──────── Records provided ────────

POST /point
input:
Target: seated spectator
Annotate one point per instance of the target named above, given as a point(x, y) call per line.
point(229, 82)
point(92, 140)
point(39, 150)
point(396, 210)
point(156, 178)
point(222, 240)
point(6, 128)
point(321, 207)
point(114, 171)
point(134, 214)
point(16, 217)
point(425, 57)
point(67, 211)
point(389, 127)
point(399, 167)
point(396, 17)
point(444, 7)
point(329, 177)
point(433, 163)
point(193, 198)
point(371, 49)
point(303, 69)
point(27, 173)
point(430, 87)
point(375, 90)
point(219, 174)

────────

What is being asked: The records above are to be copied in full, exactly as written.

Solution to this task:
POST /point
input:
Target: seated spectator
Annotate one point per instance of the target named above, given as a point(x, y) call per line.
point(229, 82)
point(92, 140)
point(39, 150)
point(396, 210)
point(156, 178)
point(222, 240)
point(6, 128)
point(321, 207)
point(114, 171)
point(134, 214)
point(16, 217)
point(425, 57)
point(67, 211)
point(389, 127)
point(399, 167)
point(396, 17)
point(444, 7)
point(329, 177)
point(433, 163)
point(193, 198)
point(371, 49)
point(303, 69)
point(27, 173)
point(430, 87)
point(375, 90)
point(219, 174)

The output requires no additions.